Task goal:
Beginning at the line that contains "Given this image, can you confirm the presence of any rock?" and ending at the last line of the entries, write out each line exactly; include nothing outside that span.

******************************

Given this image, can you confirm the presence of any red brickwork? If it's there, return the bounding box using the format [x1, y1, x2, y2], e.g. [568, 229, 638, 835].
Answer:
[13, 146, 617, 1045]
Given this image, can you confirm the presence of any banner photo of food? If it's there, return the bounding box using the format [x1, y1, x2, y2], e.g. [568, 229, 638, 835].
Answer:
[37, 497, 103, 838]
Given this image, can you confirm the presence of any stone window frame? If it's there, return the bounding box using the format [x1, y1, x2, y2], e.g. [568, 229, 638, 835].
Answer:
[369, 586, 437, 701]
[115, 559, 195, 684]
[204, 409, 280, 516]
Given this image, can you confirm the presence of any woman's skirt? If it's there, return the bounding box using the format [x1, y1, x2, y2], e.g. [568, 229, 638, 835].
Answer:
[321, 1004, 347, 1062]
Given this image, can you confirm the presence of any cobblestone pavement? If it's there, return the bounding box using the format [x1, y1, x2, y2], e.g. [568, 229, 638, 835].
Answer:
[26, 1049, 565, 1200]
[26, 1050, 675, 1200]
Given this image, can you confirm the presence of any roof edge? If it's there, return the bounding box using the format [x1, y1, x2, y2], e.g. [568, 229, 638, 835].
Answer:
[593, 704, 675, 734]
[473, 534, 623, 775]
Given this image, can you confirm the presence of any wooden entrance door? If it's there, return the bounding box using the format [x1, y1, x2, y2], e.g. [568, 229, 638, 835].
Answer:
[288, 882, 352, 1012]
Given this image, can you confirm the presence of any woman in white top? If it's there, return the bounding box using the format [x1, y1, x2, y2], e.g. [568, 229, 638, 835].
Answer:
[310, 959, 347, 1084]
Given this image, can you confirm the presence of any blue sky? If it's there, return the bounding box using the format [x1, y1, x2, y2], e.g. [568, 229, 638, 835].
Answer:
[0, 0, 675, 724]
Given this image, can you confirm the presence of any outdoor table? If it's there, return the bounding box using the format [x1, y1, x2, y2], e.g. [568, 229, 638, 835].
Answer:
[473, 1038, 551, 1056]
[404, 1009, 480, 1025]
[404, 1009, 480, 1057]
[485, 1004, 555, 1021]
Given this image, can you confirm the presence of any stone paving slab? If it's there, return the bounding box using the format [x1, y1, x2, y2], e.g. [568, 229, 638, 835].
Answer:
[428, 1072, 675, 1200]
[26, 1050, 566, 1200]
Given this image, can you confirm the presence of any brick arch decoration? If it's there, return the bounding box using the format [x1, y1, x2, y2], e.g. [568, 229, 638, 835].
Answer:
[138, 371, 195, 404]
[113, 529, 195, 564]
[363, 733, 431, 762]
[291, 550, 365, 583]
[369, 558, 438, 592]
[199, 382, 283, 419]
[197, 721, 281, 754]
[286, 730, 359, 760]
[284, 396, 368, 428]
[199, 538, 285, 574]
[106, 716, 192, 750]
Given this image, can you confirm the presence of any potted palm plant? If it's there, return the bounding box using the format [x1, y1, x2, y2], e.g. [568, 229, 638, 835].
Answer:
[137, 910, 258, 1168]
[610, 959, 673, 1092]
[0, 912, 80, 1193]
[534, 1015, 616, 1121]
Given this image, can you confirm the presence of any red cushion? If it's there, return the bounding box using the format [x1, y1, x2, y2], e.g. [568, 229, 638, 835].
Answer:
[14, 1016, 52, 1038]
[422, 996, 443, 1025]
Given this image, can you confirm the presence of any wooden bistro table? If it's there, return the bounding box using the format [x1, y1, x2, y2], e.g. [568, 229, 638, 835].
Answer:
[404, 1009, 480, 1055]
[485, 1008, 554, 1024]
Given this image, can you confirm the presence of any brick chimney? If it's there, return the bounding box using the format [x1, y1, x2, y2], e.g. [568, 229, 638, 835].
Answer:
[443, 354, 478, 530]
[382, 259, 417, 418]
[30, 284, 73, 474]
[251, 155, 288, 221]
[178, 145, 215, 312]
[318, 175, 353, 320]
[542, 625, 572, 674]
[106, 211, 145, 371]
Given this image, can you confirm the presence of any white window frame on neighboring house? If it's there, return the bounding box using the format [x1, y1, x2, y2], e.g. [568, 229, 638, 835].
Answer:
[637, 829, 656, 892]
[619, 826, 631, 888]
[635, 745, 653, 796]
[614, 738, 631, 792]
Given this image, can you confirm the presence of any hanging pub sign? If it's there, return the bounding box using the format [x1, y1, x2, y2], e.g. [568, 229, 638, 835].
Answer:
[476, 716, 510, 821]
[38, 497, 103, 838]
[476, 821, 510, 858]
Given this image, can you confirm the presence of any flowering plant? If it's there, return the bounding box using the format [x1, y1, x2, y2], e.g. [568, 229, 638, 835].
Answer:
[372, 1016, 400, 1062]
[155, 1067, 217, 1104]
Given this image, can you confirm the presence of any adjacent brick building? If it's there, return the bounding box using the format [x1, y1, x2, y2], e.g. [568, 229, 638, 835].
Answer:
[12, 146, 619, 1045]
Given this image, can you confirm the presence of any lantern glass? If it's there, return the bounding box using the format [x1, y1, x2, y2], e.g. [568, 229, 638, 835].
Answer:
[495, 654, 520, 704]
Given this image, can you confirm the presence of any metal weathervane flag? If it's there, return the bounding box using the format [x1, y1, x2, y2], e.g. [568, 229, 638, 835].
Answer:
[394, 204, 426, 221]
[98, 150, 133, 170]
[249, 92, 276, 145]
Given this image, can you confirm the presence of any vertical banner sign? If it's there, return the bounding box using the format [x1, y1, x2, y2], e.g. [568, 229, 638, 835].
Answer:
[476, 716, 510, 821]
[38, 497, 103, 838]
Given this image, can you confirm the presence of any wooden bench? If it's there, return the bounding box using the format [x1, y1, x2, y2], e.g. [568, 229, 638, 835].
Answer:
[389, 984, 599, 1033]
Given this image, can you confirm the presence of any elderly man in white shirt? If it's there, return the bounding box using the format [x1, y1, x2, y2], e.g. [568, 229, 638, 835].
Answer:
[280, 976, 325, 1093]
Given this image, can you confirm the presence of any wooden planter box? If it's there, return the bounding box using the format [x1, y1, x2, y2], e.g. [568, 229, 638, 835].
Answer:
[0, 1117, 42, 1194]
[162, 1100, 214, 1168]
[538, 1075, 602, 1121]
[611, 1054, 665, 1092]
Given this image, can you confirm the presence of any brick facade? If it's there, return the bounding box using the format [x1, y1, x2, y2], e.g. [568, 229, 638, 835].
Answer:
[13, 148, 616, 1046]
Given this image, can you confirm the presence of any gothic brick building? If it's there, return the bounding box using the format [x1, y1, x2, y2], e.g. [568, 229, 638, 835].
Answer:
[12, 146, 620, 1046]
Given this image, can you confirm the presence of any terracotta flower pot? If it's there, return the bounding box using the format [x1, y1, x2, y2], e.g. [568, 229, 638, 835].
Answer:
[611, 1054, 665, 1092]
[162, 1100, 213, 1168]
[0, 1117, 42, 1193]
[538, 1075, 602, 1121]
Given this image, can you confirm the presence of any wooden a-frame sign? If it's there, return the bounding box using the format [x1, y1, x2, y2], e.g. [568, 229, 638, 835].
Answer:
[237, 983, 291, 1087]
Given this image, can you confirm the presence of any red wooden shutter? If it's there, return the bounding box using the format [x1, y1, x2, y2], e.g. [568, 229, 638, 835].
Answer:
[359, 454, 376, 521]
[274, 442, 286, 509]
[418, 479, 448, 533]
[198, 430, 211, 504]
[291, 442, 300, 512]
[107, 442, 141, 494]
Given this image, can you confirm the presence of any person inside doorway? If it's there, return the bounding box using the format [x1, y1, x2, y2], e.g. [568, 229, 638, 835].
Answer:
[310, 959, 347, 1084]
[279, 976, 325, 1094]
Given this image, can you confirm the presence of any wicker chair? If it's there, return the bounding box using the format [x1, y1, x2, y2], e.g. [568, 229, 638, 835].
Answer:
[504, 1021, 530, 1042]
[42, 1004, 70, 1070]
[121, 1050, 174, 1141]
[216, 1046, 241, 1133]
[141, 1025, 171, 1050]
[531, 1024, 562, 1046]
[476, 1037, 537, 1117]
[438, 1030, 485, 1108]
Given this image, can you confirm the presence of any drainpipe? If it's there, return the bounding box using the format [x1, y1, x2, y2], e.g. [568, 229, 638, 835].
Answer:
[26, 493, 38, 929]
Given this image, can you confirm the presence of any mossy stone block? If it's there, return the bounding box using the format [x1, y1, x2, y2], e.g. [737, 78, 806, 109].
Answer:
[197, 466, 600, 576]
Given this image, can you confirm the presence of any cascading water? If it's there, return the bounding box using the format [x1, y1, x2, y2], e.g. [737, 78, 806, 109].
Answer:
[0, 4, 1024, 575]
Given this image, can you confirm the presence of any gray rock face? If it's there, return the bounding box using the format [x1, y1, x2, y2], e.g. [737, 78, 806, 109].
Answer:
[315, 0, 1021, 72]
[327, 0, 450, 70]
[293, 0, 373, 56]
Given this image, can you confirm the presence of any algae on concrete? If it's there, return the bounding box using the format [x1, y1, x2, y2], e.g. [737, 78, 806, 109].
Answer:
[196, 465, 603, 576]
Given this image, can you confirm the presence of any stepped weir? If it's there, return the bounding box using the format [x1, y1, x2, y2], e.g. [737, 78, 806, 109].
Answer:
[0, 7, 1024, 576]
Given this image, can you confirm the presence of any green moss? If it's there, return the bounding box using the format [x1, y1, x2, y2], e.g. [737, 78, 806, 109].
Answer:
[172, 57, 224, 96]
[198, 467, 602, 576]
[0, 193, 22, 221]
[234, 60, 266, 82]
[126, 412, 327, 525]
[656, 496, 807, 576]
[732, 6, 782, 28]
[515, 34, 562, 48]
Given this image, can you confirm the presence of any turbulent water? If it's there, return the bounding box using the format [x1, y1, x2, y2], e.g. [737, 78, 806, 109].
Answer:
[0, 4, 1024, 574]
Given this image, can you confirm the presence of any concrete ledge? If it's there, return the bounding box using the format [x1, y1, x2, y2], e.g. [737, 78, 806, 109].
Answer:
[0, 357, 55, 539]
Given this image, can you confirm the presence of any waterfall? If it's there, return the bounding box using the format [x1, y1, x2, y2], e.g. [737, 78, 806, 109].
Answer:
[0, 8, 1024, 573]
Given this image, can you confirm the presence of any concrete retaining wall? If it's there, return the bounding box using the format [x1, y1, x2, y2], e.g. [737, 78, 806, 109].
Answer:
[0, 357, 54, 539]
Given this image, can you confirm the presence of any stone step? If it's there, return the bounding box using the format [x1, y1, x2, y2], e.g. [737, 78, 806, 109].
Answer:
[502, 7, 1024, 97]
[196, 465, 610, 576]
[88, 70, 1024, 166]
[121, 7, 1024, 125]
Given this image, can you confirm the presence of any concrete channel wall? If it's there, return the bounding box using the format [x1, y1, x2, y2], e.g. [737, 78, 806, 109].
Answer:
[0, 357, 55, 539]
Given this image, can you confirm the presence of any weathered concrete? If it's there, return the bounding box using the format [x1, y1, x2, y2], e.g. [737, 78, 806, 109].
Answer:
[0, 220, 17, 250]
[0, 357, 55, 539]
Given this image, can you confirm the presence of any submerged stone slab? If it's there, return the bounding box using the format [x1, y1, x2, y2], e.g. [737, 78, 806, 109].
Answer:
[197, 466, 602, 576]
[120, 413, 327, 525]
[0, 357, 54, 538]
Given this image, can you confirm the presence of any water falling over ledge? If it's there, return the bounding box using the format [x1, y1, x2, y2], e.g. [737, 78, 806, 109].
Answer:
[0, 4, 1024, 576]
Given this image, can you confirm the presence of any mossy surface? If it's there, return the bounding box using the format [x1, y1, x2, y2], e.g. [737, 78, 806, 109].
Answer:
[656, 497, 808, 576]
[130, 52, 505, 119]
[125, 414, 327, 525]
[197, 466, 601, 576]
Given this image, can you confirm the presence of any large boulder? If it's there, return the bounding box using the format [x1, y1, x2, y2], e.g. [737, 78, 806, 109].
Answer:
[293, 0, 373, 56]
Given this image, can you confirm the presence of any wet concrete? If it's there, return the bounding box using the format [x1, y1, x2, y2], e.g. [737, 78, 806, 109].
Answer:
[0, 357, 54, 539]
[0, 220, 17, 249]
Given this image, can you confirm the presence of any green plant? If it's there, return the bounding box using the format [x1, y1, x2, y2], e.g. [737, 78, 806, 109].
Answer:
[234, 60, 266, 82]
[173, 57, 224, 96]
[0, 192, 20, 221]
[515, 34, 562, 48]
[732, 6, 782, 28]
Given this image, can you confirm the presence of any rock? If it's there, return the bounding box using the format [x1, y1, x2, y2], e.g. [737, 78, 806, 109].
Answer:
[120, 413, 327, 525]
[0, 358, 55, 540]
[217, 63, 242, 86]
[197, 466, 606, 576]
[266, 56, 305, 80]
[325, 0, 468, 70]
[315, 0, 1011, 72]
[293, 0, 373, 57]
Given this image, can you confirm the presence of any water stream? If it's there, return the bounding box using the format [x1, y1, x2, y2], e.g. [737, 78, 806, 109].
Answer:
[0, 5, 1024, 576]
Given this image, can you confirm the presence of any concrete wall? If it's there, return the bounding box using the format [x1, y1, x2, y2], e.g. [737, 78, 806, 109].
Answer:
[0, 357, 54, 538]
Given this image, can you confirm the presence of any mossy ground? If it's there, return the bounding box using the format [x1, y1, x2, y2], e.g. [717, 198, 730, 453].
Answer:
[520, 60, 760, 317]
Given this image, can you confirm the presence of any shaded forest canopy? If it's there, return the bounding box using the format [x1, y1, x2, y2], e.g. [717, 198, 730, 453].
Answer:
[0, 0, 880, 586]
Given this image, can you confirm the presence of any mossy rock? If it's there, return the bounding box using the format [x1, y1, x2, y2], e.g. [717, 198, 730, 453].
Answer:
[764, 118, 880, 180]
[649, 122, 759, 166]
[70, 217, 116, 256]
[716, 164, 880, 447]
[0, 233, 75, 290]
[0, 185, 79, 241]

******************************

Answer to the problem:
Given this image, can you confirm the presence of any rock? If it's there, return the bounding box using the format [x1, y1, x2, y2], e.g. [737, 78, 806, 109].
Answer:
[120, 413, 327, 525]
[0, 358, 55, 540]
[217, 63, 242, 86]
[197, 466, 606, 576]
[266, 56, 305, 80]
[325, 0, 468, 70]
[315, 0, 1011, 72]
[293, 0, 373, 57]
Given this image, can you confirm the presence of any water stream? If it's there, return the bounding box using the format [x1, y1, x2, y2], e.g. [737, 78, 806, 109].
Answer:
[0, 5, 1024, 576]
Given this image, can you confirm the presence of any concrete wall? If it's there, return the bounding box using the format [x1, y1, x2, y2], e.g. [737, 78, 806, 109].
Answer:
[0, 357, 54, 538]
Given this image, can you confirm the presence of any mossy ground? If it's there, return the bounding box using the format [x1, y1, x2, y2], e.g. [717, 198, 730, 453].
Answer:
[520, 60, 760, 317]
Given this image, can you confirm the presence of any shaded forest canopy? If it's there, return the bounding box using the format [x1, y1, x2, y2], e.g. [717, 198, 730, 453].
Answer:
[0, 0, 880, 586]
Given this image, can you confirm the presence of any mossy rock? If it's there, return the bounding box using the format [x1, y1, x2, y2], e.g. [717, 198, 730, 453].
Answer:
[764, 118, 880, 180]
[649, 122, 759, 166]
[70, 217, 116, 256]
[716, 164, 880, 447]
[0, 233, 75, 290]
[0, 185, 79, 241]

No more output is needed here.